*Цитируемый текст:*
»»
Три атаманши, чьими историями пугали друг друга советские дети тридцатых годов
Атаманши были всегда
Как правило, до революции атаманшами величали жён атаманов – казацких предводителей. Но были исключения. Известны случаи, когда словом «атаманша» заменяли слово «бандерша» — так называли содержательниц нелегальных притонов. «Заведения» таких атаманш сочетали в себе функции дешёвого борделя и лавки, где можно сбыть краденое и быстро купить для переодевания наряд (как правило, со следами активного употребления). Если, против обыкновения, атаманша с краденым не вязалась, то она гордо звала себя «честной».
После революции, во время Гражданской, атаманшами в «белых» казачьих отрядах звали женщину, исполнявшую обязанности, так сказать, коллективной супруги. По уговору, казаки её берегли от тяжёлых условий и агрессии сотоварищей, одаривали подарками, но отказать в интимной связи она притом не могла никому. Таких атаманш отличал мужской костюм – казачьи жёны надеть его считали на грех. После того, как у женщины заметно проявлялась беременность, ей подыскивали место для проживания и оставляли некоторое количество денег.
Но были и до революции, и после другие атаманши – предводительницы разбойничьих или повстанческих банд. Легендой стала атаманша Алёна Арзамасская – главная пропагандистка Стеньки Разина. Многие верят, что Марьину рощу назвали в честь атаманши Марьи. Соратницу разбойника Кудеяра иногда поминают как атаманшу Анну. Под крылом Нестора Махно в Украине орудовала атаманша Маруся, которую вспоминают до сих пор. А в России двадцатых гремели имена своих атаманш.
Извергиня: Христина Дмитрова
Историк Вячеслав Ященко выпустил книгу с хлёстким названием «Извергиня», посвящённую самой жуткой и запомнившейся атаманше Волгоградской области – а некогда Царицынской губернии. Такое прозвище преступнице дали при жизни, и не на пустом месте. Историями про извергиню пугали друг друга довоенные поколения детей под Царицыном-Сталинградом. После Победы у детских страшных историй появились уже новые темы, но нет-нет, кто-нибудь вспоминал кровожадную разбойницу.
В двадцатых годах на юге России творился настоящий ад. Гражданская выкашивала население – тех, кто живыми вернулся с Первой Мировой, и тех, кто оставался во время неё в тылу. Ей помогали эпидемии и неизбежный спутник этих двоих – голод. Многие казачки, которые раньше бы высмеяли идею поработать на чужого дядю, подались «в люди» — батрачить на соседних станицах. Среди них была молодая девушка Христина. В двадцать втором году она оставила дом, подыскав себе работу на хуторе Майоровском.
««
Данные, извлечённые из коллекции:
»»
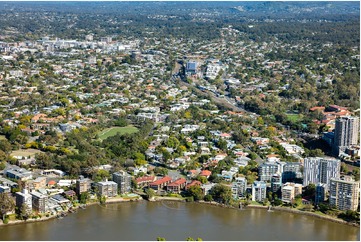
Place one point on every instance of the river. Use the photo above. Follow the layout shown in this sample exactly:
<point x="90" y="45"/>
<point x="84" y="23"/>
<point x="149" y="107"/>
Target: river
<point x="178" y="221"/>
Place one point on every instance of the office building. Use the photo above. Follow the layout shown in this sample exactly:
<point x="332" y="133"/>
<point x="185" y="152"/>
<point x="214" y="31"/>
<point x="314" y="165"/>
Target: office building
<point x="320" y="195"/>
<point x="267" y="170"/>
<point x="123" y="180"/>
<point x="39" y="201"/>
<point x="346" y="133"/>
<point x="82" y="185"/>
<point x="239" y="187"/>
<point x="107" y="188"/>
<point x="291" y="172"/>
<point x="276" y="183"/>
<point x="290" y="191"/>
<point x="24" y="198"/>
<point x="344" y="194"/>
<point x="320" y="170"/>
<point x="259" y="191"/>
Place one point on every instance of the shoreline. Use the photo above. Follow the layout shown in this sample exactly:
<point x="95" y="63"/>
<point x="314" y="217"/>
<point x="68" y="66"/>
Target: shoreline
<point x="160" y="199"/>
<point x="289" y="210"/>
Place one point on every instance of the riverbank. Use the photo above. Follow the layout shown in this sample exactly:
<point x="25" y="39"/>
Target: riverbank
<point x="289" y="210"/>
<point x="64" y="213"/>
<point x="30" y="220"/>
<point x="159" y="199"/>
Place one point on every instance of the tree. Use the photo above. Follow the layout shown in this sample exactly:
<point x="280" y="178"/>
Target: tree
<point x="6" y="204"/>
<point x="5" y="146"/>
<point x="202" y="179"/>
<point x="150" y="193"/>
<point x="221" y="193"/>
<point x="208" y="198"/>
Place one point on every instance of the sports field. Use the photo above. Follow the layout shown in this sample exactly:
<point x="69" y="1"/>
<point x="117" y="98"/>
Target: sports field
<point x="114" y="130"/>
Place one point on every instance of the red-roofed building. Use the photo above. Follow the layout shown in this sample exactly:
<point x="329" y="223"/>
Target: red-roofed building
<point x="192" y="173"/>
<point x="193" y="183"/>
<point x="205" y="173"/>
<point x="51" y="183"/>
<point x="159" y="184"/>
<point x="144" y="181"/>
<point x="225" y="135"/>
<point x="177" y="185"/>
<point x="321" y="108"/>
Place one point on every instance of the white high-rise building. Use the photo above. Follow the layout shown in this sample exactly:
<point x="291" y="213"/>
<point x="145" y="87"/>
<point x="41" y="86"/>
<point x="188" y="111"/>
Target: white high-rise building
<point x="259" y="191"/>
<point x="320" y="170"/>
<point x="344" y="194"/>
<point x="24" y="198"/>
<point x="346" y="133"/>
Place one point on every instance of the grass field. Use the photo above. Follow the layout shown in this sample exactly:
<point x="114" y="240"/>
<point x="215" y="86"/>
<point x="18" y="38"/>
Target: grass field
<point x="294" y="117"/>
<point x="114" y="130"/>
<point x="25" y="153"/>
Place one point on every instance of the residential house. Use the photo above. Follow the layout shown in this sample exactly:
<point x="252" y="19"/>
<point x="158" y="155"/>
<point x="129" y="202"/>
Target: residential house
<point x="144" y="181"/>
<point x="24" y="198"/>
<point x="39" y="201"/>
<point x="123" y="180"/>
<point x="160" y="183"/>
<point x="82" y="185"/>
<point x="106" y="188"/>
<point x="177" y="185"/>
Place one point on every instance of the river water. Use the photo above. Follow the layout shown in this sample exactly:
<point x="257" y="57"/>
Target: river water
<point x="178" y="221"/>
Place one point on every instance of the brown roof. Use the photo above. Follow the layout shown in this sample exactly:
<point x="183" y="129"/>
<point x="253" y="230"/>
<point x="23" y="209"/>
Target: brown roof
<point x="178" y="182"/>
<point x="145" y="179"/>
<point x="193" y="183"/>
<point x="161" y="181"/>
<point x="205" y="173"/>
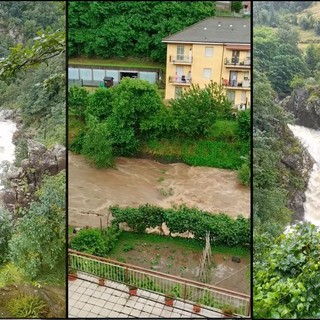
««
*Поставленная задача 1:*
Проверьте по тексту об атаманшах три утверждения: (а) книгу «Извергиня» выпустил историк Вячеслав Ященко; (б) прозвище «извергиня» преступнице дали уже после её смерти; (в) работу на хуторе Майоровском Христина нашла в двадцать третьем году. Для каждого ответьте «да» или «нет» и приведите решающие слова текста в точной цитате.
*Поставленная задача 2:*
Перепишите фрагмент текста об атаманшах, начиная со слов «Извергиня: Христина Дмитрова» и до слов «вспоминал кровожадную разбойницу.» включительно, заменив «жуткой» на «страшной».

*Результат выполнения 1:*
(а) Да: «Историк Вячеслав Ященко выпустил книгу с хлёстким названием «Извергиня»».
(б) Нет: «Такое прозвище преступнице дали при жизни».
(в) Нет: «В двадцать втором году она оставила дом, подыскав себе работу на хуторе Майоровском».

*Результат выполнения 2:*
Извергиня: Христина Дмитрова
Историк Вячеслав Ященко выпустил книгу с хлёстким названием «Извергиня», посвящённую самой страшной и запомнившейся атаманше Волгоградской области – а некогда Царицынской губернии. Такое прозвище преступнице дали при жизни, и не на пустом месте. Историями про извергиню пугали друг друга довоенные поколения детей под Царицыном-Сталинградом. После Победы у детских страшных историй появились уже новые темы, но нет-нет, кто-нибудь вспоминал кровожадную разбойницу.